> [Image point grounding data]:
▼
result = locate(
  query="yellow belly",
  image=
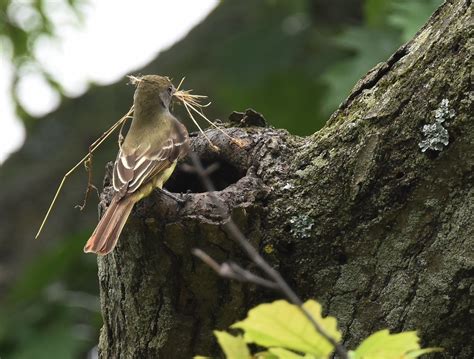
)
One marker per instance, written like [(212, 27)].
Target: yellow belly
[(157, 182)]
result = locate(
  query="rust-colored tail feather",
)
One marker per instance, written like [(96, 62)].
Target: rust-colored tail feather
[(107, 232)]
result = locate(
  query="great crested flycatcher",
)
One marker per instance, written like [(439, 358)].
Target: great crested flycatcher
[(154, 143)]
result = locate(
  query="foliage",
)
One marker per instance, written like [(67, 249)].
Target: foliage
[(52, 311), (276, 56), (285, 333), (22, 26)]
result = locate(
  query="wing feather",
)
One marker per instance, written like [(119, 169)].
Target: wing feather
[(133, 169)]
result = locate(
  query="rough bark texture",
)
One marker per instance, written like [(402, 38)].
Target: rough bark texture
[(356, 216)]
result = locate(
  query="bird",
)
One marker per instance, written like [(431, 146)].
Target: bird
[(146, 159)]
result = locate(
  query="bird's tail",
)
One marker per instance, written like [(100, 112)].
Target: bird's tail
[(107, 232)]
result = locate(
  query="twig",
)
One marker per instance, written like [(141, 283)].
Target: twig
[(232, 270), (234, 232), (92, 148)]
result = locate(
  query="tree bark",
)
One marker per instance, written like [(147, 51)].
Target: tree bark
[(355, 216)]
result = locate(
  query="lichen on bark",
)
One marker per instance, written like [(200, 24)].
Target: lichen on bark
[(355, 216)]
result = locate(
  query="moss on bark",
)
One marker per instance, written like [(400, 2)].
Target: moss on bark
[(355, 216)]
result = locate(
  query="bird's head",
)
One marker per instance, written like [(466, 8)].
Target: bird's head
[(153, 91)]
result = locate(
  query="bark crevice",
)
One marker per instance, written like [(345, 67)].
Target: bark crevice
[(355, 216)]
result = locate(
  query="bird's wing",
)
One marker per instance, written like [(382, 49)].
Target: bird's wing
[(133, 169)]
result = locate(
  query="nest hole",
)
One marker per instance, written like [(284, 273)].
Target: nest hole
[(185, 179)]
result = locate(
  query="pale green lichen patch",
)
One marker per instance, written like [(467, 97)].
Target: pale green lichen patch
[(436, 136), (301, 226)]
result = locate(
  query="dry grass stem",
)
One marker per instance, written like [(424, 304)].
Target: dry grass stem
[(92, 148), (194, 102)]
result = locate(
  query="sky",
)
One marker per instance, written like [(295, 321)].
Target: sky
[(101, 49)]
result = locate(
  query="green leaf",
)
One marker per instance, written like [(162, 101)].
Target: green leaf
[(233, 347), (284, 354), (383, 345), (281, 324)]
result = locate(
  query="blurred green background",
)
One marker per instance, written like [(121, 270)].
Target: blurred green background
[(292, 60)]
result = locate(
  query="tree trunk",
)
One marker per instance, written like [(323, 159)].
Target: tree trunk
[(356, 216)]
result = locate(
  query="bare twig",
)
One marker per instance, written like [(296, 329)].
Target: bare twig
[(234, 232), (232, 270)]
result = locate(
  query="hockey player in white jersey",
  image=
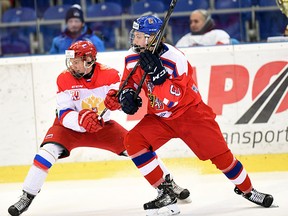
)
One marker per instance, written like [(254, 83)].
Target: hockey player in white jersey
[(82, 90)]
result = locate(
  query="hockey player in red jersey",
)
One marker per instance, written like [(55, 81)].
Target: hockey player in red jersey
[(176, 110), (82, 89)]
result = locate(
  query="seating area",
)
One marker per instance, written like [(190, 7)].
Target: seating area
[(30, 26)]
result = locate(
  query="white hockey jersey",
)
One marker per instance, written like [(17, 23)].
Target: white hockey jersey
[(76, 94)]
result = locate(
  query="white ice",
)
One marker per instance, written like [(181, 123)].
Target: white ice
[(211, 195)]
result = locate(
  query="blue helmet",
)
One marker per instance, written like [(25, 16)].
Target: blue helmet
[(147, 24)]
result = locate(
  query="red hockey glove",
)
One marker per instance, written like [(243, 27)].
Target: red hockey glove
[(89, 121), (111, 101)]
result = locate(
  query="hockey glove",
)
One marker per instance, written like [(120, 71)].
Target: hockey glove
[(89, 121), (152, 65), (128, 103), (111, 101)]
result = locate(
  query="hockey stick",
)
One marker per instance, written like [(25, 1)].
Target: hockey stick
[(159, 36)]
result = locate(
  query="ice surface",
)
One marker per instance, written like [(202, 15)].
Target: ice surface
[(211, 195)]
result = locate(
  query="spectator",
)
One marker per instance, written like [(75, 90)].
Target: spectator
[(203, 31), (76, 30)]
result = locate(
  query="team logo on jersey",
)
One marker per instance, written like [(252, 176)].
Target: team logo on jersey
[(75, 95), (93, 103)]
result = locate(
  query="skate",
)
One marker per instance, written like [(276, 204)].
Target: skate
[(256, 197), (166, 198), (22, 205), (183, 195)]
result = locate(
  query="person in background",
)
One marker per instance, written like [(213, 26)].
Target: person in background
[(76, 30), (203, 31), (175, 110), (82, 88)]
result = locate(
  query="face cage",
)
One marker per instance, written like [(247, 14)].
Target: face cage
[(75, 74), (137, 48)]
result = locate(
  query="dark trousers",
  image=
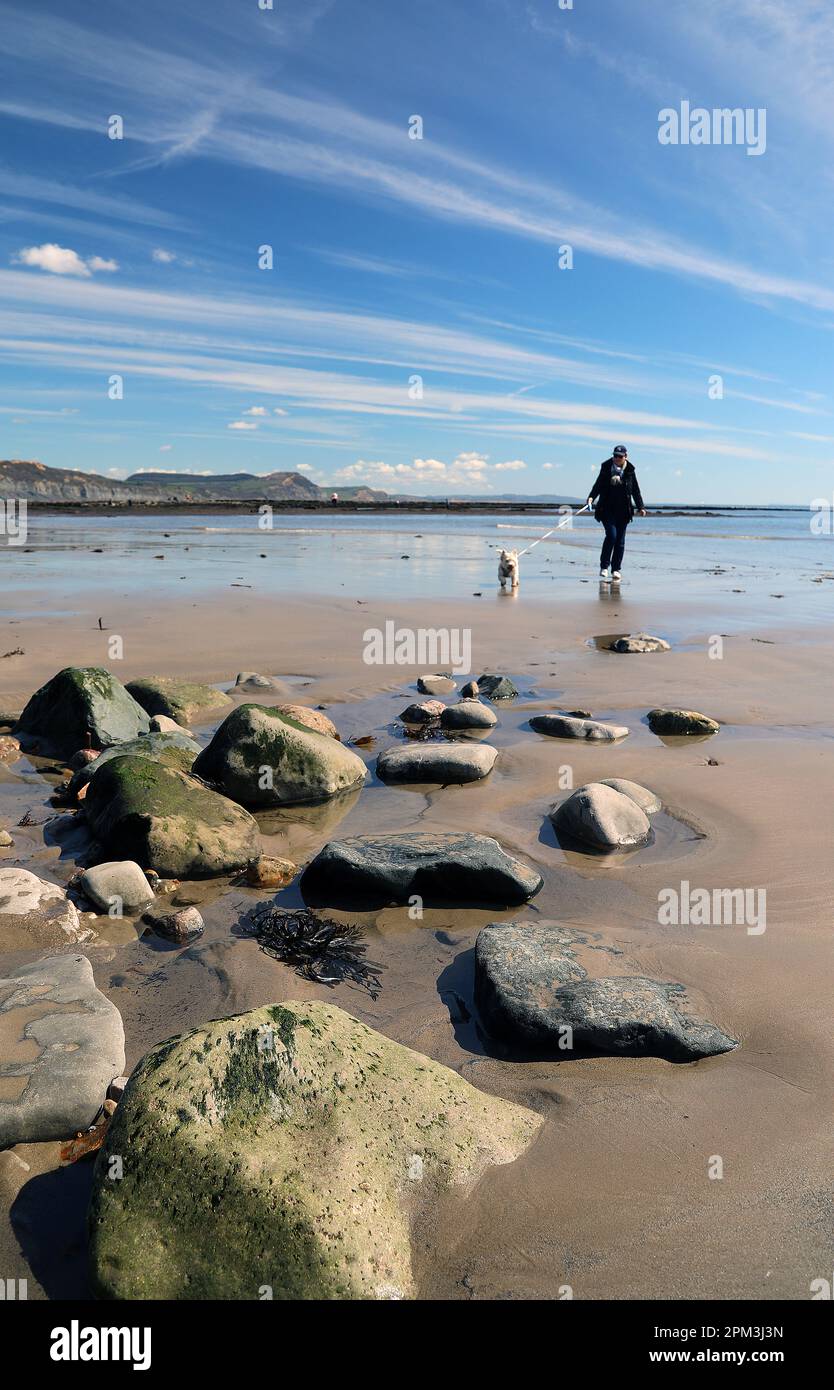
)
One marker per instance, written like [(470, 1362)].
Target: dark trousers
[(613, 544)]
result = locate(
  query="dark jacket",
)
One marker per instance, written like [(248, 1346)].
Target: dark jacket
[(603, 489)]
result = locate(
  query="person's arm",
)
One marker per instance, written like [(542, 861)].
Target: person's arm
[(637, 494)]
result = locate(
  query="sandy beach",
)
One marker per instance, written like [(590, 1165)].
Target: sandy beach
[(615, 1198)]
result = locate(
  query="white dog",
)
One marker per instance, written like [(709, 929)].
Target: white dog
[(508, 569)]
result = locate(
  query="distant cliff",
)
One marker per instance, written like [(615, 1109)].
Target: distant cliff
[(38, 483)]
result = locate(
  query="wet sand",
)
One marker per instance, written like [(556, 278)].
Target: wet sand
[(615, 1200)]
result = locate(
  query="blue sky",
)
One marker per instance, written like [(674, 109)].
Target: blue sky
[(435, 257)]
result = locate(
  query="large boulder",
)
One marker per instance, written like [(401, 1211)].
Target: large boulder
[(681, 722), (544, 986), (167, 820), (35, 912), (448, 866), (79, 702), (181, 701), (171, 749), (603, 818), (314, 719), (469, 713), (54, 1080), (437, 762), (263, 758), (118, 884), (638, 642), (566, 726), (289, 1148)]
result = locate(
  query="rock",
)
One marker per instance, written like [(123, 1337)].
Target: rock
[(181, 701), (79, 1044), (437, 684), (640, 642), (565, 726), (35, 912), (82, 756), (681, 722), (255, 681), (277, 1148), (448, 866), (424, 713), (167, 820), (164, 724), (168, 749), (263, 758), (120, 881), (10, 748), (647, 799), (541, 986), (309, 717), (267, 872), (496, 687), (603, 818), (437, 763), (181, 926), (79, 706), (469, 713)]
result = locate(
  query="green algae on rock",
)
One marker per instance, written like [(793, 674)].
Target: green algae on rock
[(289, 1147), (79, 702), (262, 756), (181, 701), (167, 820)]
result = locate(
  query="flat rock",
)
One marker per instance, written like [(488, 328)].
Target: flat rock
[(437, 763), (603, 818), (263, 758), (452, 866), (36, 913), (61, 1043), (181, 701), (167, 820), (79, 704), (640, 642), (469, 713), (423, 713), (681, 722), (437, 684), (170, 749), (544, 986), (120, 881), (566, 726), (496, 687), (647, 799), (291, 1147)]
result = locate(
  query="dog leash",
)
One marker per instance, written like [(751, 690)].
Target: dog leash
[(565, 520)]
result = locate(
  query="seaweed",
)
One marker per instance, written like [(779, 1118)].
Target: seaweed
[(319, 948)]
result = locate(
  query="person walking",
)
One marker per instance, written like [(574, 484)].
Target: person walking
[(615, 498)]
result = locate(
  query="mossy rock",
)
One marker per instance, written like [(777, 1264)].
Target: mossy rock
[(167, 820), (181, 701), (79, 702), (262, 756), (170, 749), (289, 1147)]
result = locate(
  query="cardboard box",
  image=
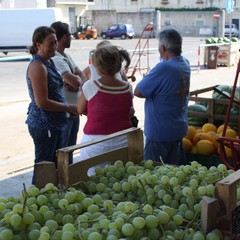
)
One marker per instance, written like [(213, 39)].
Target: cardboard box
[(218, 119)]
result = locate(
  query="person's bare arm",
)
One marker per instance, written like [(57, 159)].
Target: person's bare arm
[(72, 81), (137, 93), (82, 105), (39, 79), (81, 75), (87, 72)]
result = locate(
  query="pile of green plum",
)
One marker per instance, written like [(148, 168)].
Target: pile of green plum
[(121, 201)]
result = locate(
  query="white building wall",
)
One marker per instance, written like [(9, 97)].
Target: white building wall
[(137, 5)]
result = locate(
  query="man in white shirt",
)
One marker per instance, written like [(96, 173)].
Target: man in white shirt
[(73, 78)]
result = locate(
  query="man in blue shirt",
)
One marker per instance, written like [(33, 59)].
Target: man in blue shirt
[(166, 90)]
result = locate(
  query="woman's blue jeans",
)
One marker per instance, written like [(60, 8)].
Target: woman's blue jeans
[(46, 143)]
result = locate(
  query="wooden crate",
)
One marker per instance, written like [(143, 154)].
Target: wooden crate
[(210, 116), (66, 174), (223, 211)]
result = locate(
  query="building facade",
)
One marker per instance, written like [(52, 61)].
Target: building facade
[(140, 12)]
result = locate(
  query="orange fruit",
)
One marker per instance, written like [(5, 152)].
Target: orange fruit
[(191, 132), (187, 144), (220, 128), (207, 127), (211, 134), (230, 133), (199, 130), (200, 136), (214, 140), (194, 149), (205, 147)]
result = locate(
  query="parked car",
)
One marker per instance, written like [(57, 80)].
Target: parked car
[(205, 31), (119, 30), (234, 30)]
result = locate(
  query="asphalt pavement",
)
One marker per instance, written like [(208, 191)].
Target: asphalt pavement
[(16, 169)]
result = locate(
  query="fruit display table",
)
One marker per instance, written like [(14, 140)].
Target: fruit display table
[(228, 55), (127, 199)]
▲
> [TASK ITEM]:
The answer is the line holding "One marker per instance, written like [(148, 168)]." and all the lines after it through the end of the records, repeated exactly.

> [TASK SOLUTION]:
One marker per instance, written like [(148, 168)].
Target: pile of green plum
[(121, 201)]
result = locate(
  query="white building wall",
)
One marker per instance, written like [(9, 97)].
Target: white building wall
[(137, 5)]
result = locate(
  query="man in white shirt",
)
One marker per instance, written like [(96, 173)].
Target: man in white shirt
[(73, 78)]
result = locate(
  query="man in blue shirt",
)
One marker per instance, written like [(33, 59)].
Target: man in blue shirt
[(166, 90)]
result = locate(
  query="woman's blue jeans",
)
One marker per instance, written like [(60, 8)].
Target: woman's blue jeans
[(46, 143)]
result = locate(
  query="wooden crate",
)
One marker per instance, written like [(143, 154)].
Target: wooden crate
[(210, 116), (66, 174), (223, 211)]
result = locate(
  query="building facade",
)
One marker per instance, written like [(52, 61)].
Target: building facade
[(140, 12)]
result = locate(
  query="orange fruit",
)
One marker per instance, written like [(5, 152)].
Target: orange fruit
[(191, 132), (187, 144), (220, 128), (207, 127), (211, 134), (230, 133), (199, 130), (200, 136), (214, 140), (194, 149), (205, 147)]
result = locate(
  query="parked car",
)
One marker per instance, written like [(57, 80)].
Target: parked car
[(205, 31), (119, 30), (234, 30)]
result = locate(
  query="asphalt pavement",
)
One marker per instance, written like [(208, 191)].
Target: asphalt pavement
[(16, 169)]
result = locate(
  query="fruit display table",
)
One marker per instance, written like [(14, 140)].
Target: fruit display table
[(228, 55), (127, 199)]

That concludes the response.